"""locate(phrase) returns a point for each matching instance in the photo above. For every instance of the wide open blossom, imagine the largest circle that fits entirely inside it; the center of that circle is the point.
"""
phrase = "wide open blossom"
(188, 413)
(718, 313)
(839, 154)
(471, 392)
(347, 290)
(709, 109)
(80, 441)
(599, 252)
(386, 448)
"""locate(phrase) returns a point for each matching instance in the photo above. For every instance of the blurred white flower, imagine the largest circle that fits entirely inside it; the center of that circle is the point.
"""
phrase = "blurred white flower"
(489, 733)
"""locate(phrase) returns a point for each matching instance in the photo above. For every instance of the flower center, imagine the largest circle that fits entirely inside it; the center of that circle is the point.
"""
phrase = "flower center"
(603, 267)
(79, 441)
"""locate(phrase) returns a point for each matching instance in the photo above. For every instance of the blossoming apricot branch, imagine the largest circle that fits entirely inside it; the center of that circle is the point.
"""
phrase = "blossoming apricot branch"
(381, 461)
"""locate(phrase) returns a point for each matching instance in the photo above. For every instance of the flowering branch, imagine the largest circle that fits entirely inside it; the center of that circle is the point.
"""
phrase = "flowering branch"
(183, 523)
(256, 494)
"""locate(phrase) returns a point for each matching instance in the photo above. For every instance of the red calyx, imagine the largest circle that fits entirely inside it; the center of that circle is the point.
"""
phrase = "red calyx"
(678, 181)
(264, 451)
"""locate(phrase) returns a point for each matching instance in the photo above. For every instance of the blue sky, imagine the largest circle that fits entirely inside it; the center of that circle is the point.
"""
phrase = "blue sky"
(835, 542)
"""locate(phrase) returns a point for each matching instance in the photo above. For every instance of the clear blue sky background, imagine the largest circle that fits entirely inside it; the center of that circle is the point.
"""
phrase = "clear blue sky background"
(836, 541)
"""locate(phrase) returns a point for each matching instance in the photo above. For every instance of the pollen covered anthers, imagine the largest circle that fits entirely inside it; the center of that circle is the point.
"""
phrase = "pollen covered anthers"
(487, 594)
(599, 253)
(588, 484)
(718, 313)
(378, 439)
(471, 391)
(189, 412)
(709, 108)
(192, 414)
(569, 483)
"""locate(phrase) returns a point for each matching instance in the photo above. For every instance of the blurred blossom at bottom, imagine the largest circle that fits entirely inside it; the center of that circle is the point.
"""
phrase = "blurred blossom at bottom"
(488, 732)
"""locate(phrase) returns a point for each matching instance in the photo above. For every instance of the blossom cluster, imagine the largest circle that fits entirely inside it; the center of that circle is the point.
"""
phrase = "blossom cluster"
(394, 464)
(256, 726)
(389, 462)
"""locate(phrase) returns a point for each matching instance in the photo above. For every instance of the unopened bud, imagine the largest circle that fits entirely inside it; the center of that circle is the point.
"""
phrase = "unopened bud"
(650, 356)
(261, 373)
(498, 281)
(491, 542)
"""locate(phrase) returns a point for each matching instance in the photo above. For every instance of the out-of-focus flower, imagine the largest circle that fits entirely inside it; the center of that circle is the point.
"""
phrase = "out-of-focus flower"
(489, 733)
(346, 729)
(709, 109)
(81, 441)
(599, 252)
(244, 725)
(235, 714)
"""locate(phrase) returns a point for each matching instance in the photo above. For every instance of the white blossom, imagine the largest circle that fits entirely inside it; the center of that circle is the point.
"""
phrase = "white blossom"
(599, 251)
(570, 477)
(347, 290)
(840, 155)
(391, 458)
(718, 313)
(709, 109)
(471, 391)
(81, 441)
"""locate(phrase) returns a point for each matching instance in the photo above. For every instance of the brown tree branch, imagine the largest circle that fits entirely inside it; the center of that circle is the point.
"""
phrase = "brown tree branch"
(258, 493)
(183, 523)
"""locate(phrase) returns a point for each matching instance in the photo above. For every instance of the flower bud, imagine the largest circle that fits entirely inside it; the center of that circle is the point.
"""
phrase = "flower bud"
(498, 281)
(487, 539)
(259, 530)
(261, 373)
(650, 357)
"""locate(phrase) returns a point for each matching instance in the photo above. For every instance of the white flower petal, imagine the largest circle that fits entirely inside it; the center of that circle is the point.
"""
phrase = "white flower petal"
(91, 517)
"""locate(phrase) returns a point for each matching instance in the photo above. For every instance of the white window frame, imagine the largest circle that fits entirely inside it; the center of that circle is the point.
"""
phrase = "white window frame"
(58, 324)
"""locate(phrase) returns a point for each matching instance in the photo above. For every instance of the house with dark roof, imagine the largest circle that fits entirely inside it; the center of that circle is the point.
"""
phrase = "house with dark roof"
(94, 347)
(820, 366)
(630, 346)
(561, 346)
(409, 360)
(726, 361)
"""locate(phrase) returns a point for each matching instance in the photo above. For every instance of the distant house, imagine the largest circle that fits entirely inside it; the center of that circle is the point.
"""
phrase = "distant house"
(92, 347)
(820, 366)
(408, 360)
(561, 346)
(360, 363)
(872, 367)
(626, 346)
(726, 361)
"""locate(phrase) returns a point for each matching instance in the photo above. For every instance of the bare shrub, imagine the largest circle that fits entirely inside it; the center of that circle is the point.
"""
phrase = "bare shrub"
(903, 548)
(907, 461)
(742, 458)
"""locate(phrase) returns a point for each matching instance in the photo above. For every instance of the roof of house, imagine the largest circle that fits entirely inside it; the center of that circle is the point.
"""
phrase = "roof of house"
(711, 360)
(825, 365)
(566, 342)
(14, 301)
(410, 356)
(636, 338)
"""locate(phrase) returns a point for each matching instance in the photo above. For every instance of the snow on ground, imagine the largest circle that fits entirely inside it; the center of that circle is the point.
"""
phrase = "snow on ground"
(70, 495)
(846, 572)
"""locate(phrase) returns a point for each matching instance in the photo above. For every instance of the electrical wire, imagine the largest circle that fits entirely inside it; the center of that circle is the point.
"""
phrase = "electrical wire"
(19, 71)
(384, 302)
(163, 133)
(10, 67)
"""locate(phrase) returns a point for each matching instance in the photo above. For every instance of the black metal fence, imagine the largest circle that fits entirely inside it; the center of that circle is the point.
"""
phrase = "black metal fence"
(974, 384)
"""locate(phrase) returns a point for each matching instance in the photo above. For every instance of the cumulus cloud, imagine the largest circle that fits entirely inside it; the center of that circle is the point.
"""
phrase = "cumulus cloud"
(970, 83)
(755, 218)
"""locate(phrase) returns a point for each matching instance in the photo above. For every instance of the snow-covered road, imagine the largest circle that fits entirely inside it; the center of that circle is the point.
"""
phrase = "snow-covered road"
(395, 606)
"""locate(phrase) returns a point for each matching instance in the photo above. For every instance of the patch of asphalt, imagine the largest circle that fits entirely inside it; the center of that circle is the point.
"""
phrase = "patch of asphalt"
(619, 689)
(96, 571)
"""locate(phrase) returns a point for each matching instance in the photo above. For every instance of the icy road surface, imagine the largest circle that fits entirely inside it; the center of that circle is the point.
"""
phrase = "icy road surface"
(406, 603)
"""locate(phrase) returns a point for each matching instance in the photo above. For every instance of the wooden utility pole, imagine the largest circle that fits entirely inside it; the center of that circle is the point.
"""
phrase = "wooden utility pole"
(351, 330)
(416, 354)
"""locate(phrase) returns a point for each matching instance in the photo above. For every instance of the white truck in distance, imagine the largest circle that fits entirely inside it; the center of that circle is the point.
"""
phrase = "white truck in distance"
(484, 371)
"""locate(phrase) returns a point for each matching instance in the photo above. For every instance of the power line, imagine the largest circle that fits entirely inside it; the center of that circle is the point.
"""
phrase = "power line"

# # #

■ **Job**: Every record above should be output exactly.

■ **Full solution**:
"""locate(phrase) returns a point for each matching instance in the photo above. For every instance of the wide open blossom, imagine the largest circle that fits entirely inside it; the center of that circle is the point.
"""
phrase = "wide open blossom"
(188, 413)
(718, 313)
(839, 154)
(471, 392)
(347, 290)
(709, 109)
(80, 441)
(599, 252)
(386, 448)
"""locate(phrase) returns a point for each matching instance in the photo above. For every instance of the blurred white flower, imagine the largest circle that fits entirely inside it; the center of that circle is the point.
"""
phrase = "blurred white flower"
(489, 733)
"""locate(phrase) returns a point for each matching instance in the photo above. For every instance of the flower center, imagine the largest circle that fits entirely inside it; the center of that circle is the point.
"""
phrase = "flower center"
(603, 267)
(79, 441)
"""locate(phrase) returns a point for each matching instance in the photo above. For every instance of the blossoming apricot branch, imagine the largest circle that fits entirely inside it; the center of that circle is the point.
"""
phrase = "blossoming apricot branch"
(381, 461)
"""locate(phrase) returns a point for each matching instance in the photo above. For every instance of the flowering branch, imagine the largest circle that fits entirely inside it; the center of that circle is the point.
"""
phrase = "flowering branch"
(183, 523)
(256, 494)
"""locate(phrase) returns a point for each matching instance in the photo above. For every instance of the red calyx, imagine the largest circle that fits entirely inside it; the center of that circle is the point.
"""
phrase = "red calyx"
(678, 181)
(264, 451)
"""locate(phrase) returns a point for each matching instance in the photo above. For every instance of the blue sky, imagine the largest circle that fits entirely inside it; the center of that circle is the point.
"""
phrase = "blue sky"
(835, 542)
"""locate(phrase) returns a point for each matching instance in the photo above. For every instance of the clear blue sky background, imagine the largest circle that fits entirely inside it; the center of that circle is the point.
"""
phrase = "clear blue sky background"
(836, 541)
"""locate(phrase) returns a point for each matching instance in the photo above. For every instance of the pollen covered anthers, imagine the largest circle that fits entirely inside it; the center of that circle is the point.
"""
phrase = "pollen covered anthers"
(487, 594)
(599, 253)
(588, 484)
(718, 313)
(378, 439)
(471, 391)
(189, 412)
(709, 108)
(192, 414)
(569, 483)
"""locate(phrase) returns a point for each matching instance in the photo above. For every instance of the blurred blossom at bottom, imagine the largest circle that fits entirely inside it; the center of that circle is the point.
"""
phrase = "blurred blossom at bottom"
(488, 732)
"""locate(phrase) returns a point for each matching instance in the photo above. For every instance of the blossom cluster, imagine the largest circle that fits entirely inside it; the center of that circle is the point.
"""
phrase = "blossom cluster"
(394, 464)
(256, 726)
(389, 462)
"""locate(phrase) returns a point for each matching instance in the photo above. For every instance of the unopened bud, imagine the largest circle that fits entirely inside it; the center of that circle is the point.
"""
phrase = "unopened bud"
(650, 356)
(261, 373)
(498, 281)
(491, 542)
"""locate(phrase) returns a point for each matching instance in the photo above. For every instance of the out-of-focus flower, imagine the largest circle that fits entirely inside it; the center of that circle is the point.
"""
phrase = "out-of-focus flower"
(489, 733)
(346, 729)
(709, 109)
(81, 441)
(599, 252)
(244, 725)
(235, 714)
"""locate(phrase) returns a point for each matching instance in the photo above. For every instance of the white blossom, imagine the largest circle that fits entirely inside it; the center of that circle is the point.
"""
phrase = "white blossom"
(599, 251)
(570, 477)
(347, 290)
(840, 155)
(391, 458)
(718, 313)
(709, 109)
(471, 391)
(81, 441)
"""locate(phrase) returns a point for each matching instance in the photo above. For every instance of the brown tree branch, imagine the largest circle that fits entirely inside it; the center of that circle is the point.
"""
phrase = "brown tree branch"
(258, 493)
(183, 523)
"""locate(phrase) returns a point for each matching instance in the photo above. For every instance of the flower bud, imagine the largest circle that fits entirely inside it; the center of that circle is the point.
"""
phrase = "flower bud"
(498, 281)
(487, 539)
(259, 530)
(261, 373)
(650, 357)
"""locate(phrase) returns a point for each matching instance in the photo above. For every instance of the white flower petal, imagine the largest circle that fits entirely inside it; the center of that circle is the point.
"""
phrase = "white flower petal"
(91, 517)
"""locate(phrase) returns a point for each matching instance in the photo above. For every instance of the white window frame, imagine the largest circle that fits entirely inside it; the center of that circle is the point.
"""
phrase = "white window frame"
(58, 324)
"""locate(phrase) returns a point for each matching instance in the photo above. For every instance of the house with dark roof, imagine the largest circle that fits entirely inside it; the center of that circle is the point.
"""
phrase = "house with dark roof"
(94, 347)
(820, 366)
(630, 346)
(561, 346)
(409, 360)
(726, 361)
"""locate(phrase) returns a point for each matching instance in the photo above. For every instance of the distant house, imagine the largest circle that fits entirely inside it; the center of that circle is the point.
"""
phrase = "distant house"
(92, 347)
(820, 366)
(408, 360)
(561, 346)
(360, 363)
(872, 367)
(626, 346)
(726, 361)
"""locate(phrase) returns a point for each matching instance in the photo above. For every instance of the bare shrub, imagine the largest circle that fits entirely inside it; the center of that circle is the point.
"""
phrase = "bare shrub"
(903, 548)
(907, 461)
(742, 458)
"""locate(phrase) returns a point for each matching instance in the photo above. For every instance of the roof of house, imagine the largest circle that fits entirely inside it; the center of that circle is the point.
"""
phrase = "roof of house"
(711, 360)
(825, 365)
(566, 342)
(14, 301)
(410, 356)
(636, 338)
"""locate(phrase) returns a point for each matching instance in the photo above. For every instance of the snow on ground, imagine the largest circle that fits entirely inside it; the center of that circle is the point.
"""
phrase = "snow on ground"
(70, 495)
(846, 572)
"""locate(phrase) returns a point for each matching instance in the photo above. For every instance of the electrical wire, imagine the largest circle that fits entirely inside it; the center of that circle is the point.
"""
phrase = "electrical wire"
(19, 71)
(384, 302)
(163, 133)
(10, 67)
"""locate(phrase) returns a point for each matching instance in the photo above. For every instance of the black metal fence, imagine the largest circle that fits entirely inside it; the center of that circle is the point.
"""
phrase = "black metal fence"
(974, 384)
"""locate(phrase) returns a point for each matching instance in the photo above. For every instance of the cumulus cloud, imagine the largest circle that fits entirely inside it; the center of that circle is the point.
"""
phrase = "cumulus cloud"
(970, 83)
(755, 218)
"""locate(phrase) returns a point for each matching instance in the photo above. For every instance of the snow-covered road, imagine the largest circle that fits entirely inside it; the center of that circle is the point.
"""
phrase = "snow-covered road"
(395, 606)
"""locate(phrase) returns a point for each matching instance in the photo above. For every instance of the patch of asphalt, imagine the largest circle that fits entirely inside it; the center of that circle is the point.
"""
phrase = "patch of asphalt"
(619, 689)
(96, 571)
"""locate(phrase) returns a point for each matching instance in the photo above. For every instance of the icy road surface, imagine the largest circle that fits entirely inside it; the center of that circle is the point.
"""
phrase = "icy road surface"
(406, 603)
"""locate(phrase) returns a point for each matching instance in the photo above. For every instance of the wooden utility pole, imagine the largest circle that fits entirely inside it; the center of that circle is the point.
"""
phrase = "wooden utility pole"
(351, 330)
(416, 354)
"""locate(phrase) returns a point for each matching instance in the photo above. For every instance of the white truck in distance, imagine the largest circle that fits entirely inside it; the center of that circle is the point.
"""
phrase = "white truck in distance"
(484, 371)
"""locate(phrase) returns a point for each matching instance in the photo above. For every instance of the power line, imagine the largest circle that fits entirely inside it; the center of that circle is the point.
"""
phrase = "power line"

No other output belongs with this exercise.